===== Exercise inputs

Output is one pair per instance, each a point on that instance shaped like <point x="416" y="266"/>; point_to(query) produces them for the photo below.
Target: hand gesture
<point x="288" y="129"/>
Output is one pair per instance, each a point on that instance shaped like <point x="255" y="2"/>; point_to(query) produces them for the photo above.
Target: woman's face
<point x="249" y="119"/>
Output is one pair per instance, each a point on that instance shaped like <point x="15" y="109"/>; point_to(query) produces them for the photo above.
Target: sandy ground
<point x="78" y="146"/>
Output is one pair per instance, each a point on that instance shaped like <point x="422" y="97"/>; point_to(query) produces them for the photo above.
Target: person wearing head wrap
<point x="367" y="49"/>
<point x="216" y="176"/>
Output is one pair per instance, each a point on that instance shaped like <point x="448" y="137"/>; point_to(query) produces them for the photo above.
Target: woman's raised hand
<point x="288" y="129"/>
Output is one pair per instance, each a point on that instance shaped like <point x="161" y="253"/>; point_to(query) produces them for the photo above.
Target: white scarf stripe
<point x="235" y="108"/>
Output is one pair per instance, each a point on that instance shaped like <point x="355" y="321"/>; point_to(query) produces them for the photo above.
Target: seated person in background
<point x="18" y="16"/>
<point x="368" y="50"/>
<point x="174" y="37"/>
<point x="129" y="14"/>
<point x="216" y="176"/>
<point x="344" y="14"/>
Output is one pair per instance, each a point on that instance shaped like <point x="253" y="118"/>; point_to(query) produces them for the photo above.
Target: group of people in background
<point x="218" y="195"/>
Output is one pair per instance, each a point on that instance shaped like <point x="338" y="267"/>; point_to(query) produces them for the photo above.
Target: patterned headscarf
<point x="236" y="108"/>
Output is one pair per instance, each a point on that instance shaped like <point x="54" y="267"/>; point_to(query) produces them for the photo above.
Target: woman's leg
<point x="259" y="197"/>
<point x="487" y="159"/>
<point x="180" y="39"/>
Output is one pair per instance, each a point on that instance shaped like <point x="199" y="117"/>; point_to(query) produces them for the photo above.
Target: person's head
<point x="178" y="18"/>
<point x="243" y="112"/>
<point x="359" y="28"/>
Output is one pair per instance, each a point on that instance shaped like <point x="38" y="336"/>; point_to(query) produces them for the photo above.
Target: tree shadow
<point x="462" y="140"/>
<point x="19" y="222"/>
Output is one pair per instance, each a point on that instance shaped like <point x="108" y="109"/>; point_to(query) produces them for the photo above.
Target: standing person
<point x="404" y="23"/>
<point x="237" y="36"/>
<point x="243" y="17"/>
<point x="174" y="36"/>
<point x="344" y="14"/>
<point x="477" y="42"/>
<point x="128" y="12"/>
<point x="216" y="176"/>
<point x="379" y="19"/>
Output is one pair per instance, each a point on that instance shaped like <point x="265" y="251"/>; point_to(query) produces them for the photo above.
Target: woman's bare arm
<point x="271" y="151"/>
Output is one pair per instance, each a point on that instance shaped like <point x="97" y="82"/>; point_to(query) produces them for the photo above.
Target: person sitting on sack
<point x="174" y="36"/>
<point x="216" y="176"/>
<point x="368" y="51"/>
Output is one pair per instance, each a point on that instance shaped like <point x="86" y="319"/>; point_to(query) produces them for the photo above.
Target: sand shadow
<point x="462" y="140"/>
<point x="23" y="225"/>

==========

» **The problem**
Transcribe each line above exactly; skip none.

» **Task solution**
Output is one pair per instance, each a point on that instance shaped like <point x="416" y="266"/>; point_to(query) produces them for the photo below.
Target: hand gesture
<point x="288" y="129"/>
Output is one pair per instance, each a point on that instance shaped like <point x="255" y="2"/>; point_to(query) produces them for the photo above.
Target: woman's face
<point x="249" y="119"/>
Output is one pair per instance, each a point on that instance shaped like <point x="15" y="109"/>; point_to(query) produces them for the photo above.
Target: sandy ground
<point x="78" y="146"/>
Output is one pair per instance, each a point on that instance shaped like <point x="422" y="97"/>; point_to(query) produces them for the photo above.
Target: person wearing head wrap
<point x="367" y="49"/>
<point x="216" y="176"/>
Output is one pair per instance, each a point on that instance shaped like <point x="448" y="137"/>; point_to(query) produces them for the photo above.
Target: woman's raised hand
<point x="288" y="129"/>
Output is one pair per instance, each a point on that instance shaped like <point x="161" y="253"/>; point_to(query) produces them for the photo above.
Target: white scarf stripe
<point x="235" y="108"/>
Output is one pair per instance, each a point on that instance shaped like <point x="355" y="321"/>; point_to(query) produces them for the photo above.
Target: seated person in background
<point x="18" y="16"/>
<point x="368" y="50"/>
<point x="174" y="37"/>
<point x="129" y="14"/>
<point x="216" y="176"/>
<point x="344" y="14"/>
Output is one pair per instance, each a point on that instance shaped like <point x="253" y="118"/>; point_to(query) produces them for the photo above.
Target: group of people in background
<point x="218" y="195"/>
Output is one pair per instance, each a point on that instance shaped like <point x="338" y="267"/>; point_to(query) produces them for the photo above.
Target: patterned headscarf
<point x="236" y="108"/>
Output is one pair per instance, each a point on that instance shaped like <point x="54" y="267"/>; point_to(query) produces them for the photo above.
Target: woman's leg
<point x="259" y="197"/>
<point x="487" y="159"/>
<point x="180" y="39"/>
Output is one pair per instance, each a point on that instance shaped like <point x="199" y="117"/>; point_to(query) produces them for the photo above.
Target: person's head
<point x="178" y="18"/>
<point x="243" y="112"/>
<point x="359" y="28"/>
Output is one pair per instance, each a point on that instance shaped like <point x="38" y="336"/>; point_to(query) produces them for the photo above.
Target: tree shadow
<point x="462" y="140"/>
<point x="19" y="222"/>
Output is one pair per instance, each a point on that instance shaped like <point x="108" y="109"/>; point_to(query) produces them for the photo above.
Target: standing person
<point x="404" y="23"/>
<point x="237" y="36"/>
<point x="243" y="17"/>
<point x="174" y="36"/>
<point x="344" y="14"/>
<point x="477" y="42"/>
<point x="128" y="12"/>
<point x="216" y="176"/>
<point x="379" y="19"/>
Output is one pair per instance, each a point on that instance shaped like <point x="265" y="251"/>; point_to(query) produces them for the photo above.
Target: woman's bare arm
<point x="271" y="151"/>
Output is one pair per instance, each a point on that instance shaped like <point x="97" y="82"/>; point_to(query) produces them for the photo above.
Target: person sitting on sack
<point x="174" y="36"/>
<point x="216" y="176"/>
<point x="368" y="51"/>
Output is one pair per instance, each a point on that instance shaped like <point x="86" y="319"/>; point_to(query) produces them for the photo above.
Target: sand shadow
<point x="462" y="140"/>
<point x="23" y="225"/>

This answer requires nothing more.